• [INSTRUCTIONS TO FOLLOW]:
Transcribe word for word the lines below from the line with "ceiling fan in" through the line with "of the door", ends included.
(SOURCE MATERIAL)
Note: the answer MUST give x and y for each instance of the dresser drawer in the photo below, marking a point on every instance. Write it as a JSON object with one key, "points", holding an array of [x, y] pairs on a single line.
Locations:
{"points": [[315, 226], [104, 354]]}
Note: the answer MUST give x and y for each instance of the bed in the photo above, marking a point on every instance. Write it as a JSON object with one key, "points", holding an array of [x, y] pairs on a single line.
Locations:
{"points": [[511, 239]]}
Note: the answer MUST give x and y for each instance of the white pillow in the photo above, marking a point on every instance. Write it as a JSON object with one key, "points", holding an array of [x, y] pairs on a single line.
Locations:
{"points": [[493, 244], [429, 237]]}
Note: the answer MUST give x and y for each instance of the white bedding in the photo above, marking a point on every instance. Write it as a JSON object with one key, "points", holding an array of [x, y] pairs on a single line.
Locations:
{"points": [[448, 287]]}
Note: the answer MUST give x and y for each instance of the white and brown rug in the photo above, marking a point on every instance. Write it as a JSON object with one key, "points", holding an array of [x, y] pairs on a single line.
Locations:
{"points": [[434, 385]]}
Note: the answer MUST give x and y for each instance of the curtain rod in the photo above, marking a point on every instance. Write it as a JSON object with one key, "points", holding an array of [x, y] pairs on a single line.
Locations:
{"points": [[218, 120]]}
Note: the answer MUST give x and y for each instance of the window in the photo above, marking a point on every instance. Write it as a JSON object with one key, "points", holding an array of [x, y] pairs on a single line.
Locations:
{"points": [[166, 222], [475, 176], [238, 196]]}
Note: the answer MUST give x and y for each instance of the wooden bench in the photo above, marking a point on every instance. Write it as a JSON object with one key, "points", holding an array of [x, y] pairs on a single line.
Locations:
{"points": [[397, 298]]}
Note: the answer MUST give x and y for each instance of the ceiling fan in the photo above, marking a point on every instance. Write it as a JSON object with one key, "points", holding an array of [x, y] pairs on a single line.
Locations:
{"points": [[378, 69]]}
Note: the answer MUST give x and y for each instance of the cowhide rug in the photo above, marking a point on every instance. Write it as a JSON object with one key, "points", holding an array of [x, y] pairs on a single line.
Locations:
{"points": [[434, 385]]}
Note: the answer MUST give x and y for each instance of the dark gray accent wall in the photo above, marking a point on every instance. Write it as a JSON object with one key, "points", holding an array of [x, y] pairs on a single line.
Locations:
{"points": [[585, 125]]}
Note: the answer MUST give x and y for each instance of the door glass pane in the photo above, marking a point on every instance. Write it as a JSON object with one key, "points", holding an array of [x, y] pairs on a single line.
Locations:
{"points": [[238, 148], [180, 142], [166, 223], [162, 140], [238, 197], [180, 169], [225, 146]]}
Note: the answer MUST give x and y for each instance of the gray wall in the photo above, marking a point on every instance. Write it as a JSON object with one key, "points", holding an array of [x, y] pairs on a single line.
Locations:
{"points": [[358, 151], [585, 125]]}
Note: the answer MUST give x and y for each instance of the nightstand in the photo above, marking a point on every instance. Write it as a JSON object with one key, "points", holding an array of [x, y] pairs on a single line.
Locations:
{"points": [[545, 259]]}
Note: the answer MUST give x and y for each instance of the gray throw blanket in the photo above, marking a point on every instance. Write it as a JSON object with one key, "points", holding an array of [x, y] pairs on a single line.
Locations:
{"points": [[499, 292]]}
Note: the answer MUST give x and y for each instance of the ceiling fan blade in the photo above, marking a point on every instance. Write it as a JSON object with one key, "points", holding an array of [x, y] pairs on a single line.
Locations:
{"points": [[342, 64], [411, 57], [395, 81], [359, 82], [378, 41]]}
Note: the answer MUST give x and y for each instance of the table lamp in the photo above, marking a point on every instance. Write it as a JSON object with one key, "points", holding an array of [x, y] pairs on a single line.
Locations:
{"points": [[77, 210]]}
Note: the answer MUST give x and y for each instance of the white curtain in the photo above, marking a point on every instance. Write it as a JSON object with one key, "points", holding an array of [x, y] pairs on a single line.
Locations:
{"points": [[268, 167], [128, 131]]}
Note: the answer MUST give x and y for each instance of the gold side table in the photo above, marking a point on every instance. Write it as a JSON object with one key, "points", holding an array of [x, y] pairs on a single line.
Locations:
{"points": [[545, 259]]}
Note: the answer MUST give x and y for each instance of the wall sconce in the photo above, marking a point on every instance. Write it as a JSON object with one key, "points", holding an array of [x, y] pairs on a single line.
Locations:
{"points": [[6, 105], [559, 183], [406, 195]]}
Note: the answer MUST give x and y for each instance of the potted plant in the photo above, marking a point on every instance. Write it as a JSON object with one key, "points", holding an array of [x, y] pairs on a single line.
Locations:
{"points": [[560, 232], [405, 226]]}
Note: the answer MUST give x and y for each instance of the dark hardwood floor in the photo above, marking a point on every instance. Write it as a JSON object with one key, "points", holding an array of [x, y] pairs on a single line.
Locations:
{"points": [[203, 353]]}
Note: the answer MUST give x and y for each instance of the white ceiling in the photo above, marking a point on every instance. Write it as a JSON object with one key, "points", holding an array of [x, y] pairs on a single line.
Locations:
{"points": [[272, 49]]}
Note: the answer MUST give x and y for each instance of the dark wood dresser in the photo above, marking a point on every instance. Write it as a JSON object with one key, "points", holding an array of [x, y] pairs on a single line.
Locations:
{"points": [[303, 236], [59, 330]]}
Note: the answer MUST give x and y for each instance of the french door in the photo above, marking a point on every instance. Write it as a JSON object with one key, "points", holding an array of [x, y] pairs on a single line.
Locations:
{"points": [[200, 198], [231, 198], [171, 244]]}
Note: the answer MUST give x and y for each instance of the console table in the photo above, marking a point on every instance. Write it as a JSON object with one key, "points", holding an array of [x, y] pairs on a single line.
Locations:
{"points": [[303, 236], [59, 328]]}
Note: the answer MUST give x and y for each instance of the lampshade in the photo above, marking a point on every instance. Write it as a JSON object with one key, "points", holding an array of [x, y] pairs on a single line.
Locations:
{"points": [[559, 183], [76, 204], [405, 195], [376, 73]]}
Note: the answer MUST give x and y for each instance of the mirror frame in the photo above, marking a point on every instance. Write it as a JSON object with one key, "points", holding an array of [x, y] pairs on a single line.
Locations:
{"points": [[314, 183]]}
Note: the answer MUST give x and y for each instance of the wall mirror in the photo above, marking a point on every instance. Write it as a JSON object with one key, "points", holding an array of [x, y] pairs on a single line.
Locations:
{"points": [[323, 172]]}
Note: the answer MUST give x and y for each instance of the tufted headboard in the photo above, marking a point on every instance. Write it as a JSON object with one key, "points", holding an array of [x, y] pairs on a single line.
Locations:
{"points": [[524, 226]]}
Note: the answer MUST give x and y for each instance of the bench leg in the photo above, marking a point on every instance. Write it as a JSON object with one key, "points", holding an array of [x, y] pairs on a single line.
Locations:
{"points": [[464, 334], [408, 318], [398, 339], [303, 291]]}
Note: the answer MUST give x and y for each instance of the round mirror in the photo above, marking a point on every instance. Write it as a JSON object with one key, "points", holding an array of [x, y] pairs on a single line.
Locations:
(End SOURCE MATERIAL)
• [ANSWER FOR THE TASK]:
Note: the answer MUST give x and y for each instance of the ceiling fan in the photo above, marking a point on every instance. Write it as a JSON object with one key, "points", holding an array of [x, y] pairs on a single line.
Locations:
{"points": [[378, 69]]}
Note: the answer MUST give x and y for each instance of the cowhide rug in the photo above, marking a point on every instance. Write it as a JSON object with one key, "points", holding an array of [x, y] pairs on a single line.
Locations:
{"points": [[434, 385]]}
Note: the answer MUST give x and y for each instance of the dark gray accent wall in the photo above, marking a point on every instance. Write it as a JSON object with one key, "points", holding an array of [x, y] pairs on a single line.
Locations:
{"points": [[585, 125]]}
Note: the answer MUST give x and y for each instance of the door glass pane in the photo above, marking a point on every instance. Write it as a JSON object with one key, "points", holding an array of [x, y] pairs on a single line.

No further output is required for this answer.